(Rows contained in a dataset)
◇ ◇ ◇ ◇

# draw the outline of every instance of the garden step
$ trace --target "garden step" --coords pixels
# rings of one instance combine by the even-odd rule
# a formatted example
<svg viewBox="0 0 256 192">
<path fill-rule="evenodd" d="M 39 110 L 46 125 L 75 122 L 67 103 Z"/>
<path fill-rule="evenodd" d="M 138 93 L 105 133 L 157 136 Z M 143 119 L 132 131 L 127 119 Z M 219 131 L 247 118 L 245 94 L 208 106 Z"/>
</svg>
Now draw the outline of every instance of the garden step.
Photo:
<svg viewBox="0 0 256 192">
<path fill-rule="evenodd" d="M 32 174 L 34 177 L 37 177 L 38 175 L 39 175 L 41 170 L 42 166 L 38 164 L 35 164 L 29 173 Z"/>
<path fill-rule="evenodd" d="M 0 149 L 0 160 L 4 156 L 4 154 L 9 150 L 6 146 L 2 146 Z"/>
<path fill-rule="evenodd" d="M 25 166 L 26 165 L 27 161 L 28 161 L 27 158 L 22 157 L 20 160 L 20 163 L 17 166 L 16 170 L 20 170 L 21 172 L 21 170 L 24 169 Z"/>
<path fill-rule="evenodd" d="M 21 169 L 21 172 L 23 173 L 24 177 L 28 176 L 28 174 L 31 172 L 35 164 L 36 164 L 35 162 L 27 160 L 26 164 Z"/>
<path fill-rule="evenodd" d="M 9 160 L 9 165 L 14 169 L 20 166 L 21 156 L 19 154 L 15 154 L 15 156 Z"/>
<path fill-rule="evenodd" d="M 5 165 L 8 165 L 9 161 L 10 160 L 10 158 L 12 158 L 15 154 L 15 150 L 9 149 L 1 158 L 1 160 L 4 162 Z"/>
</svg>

◇ ◇ ◇ ◇

DIRECTION: Update every one of the rows above, replacing "garden step" with "stepping stone" wherever it appears and keeping all other text identical.

ANSWER TO THE EXERCISE:
# draw the outline of every instance of the stepping stone
$ trace --target "stepping stone" --coords pixels
# rings of one instance combine by the even-odd rule
# a formatted example
<svg viewBox="0 0 256 192">
<path fill-rule="evenodd" d="M 39 110 L 46 125 L 75 122 L 67 103 Z"/>
<path fill-rule="evenodd" d="M 138 93 L 105 133 L 157 136 Z M 143 119 L 132 131 L 127 119 Z M 219 131 L 247 118 L 245 94 L 208 106 Z"/>
</svg>
Now draw the outline of every instance of the stepping stone.
Photo:
<svg viewBox="0 0 256 192">
<path fill-rule="evenodd" d="M 32 174 L 34 177 L 37 177 L 38 175 L 39 175 L 41 170 L 42 166 L 38 164 L 35 164 L 29 173 Z"/>
<path fill-rule="evenodd" d="M 0 149 L 0 160 L 4 156 L 4 154 L 9 150 L 6 146 L 2 146 Z"/>
<path fill-rule="evenodd" d="M 25 166 L 26 165 L 27 161 L 28 161 L 27 158 L 22 157 L 20 160 L 20 163 L 17 166 L 16 170 L 20 170 L 21 172 L 21 170 L 24 169 Z"/>
<path fill-rule="evenodd" d="M 21 169 L 21 172 L 23 173 L 24 177 L 28 176 L 28 174 L 31 172 L 35 164 L 36 164 L 35 162 L 27 160 L 26 164 Z"/>
<path fill-rule="evenodd" d="M 9 160 L 9 165 L 14 169 L 20 166 L 21 156 L 19 154 L 15 154 L 15 156 Z"/>
<path fill-rule="evenodd" d="M 5 165 L 8 165 L 9 161 L 10 160 L 10 158 L 12 158 L 15 154 L 15 150 L 9 149 L 1 158 L 1 160 L 4 162 Z"/>
</svg>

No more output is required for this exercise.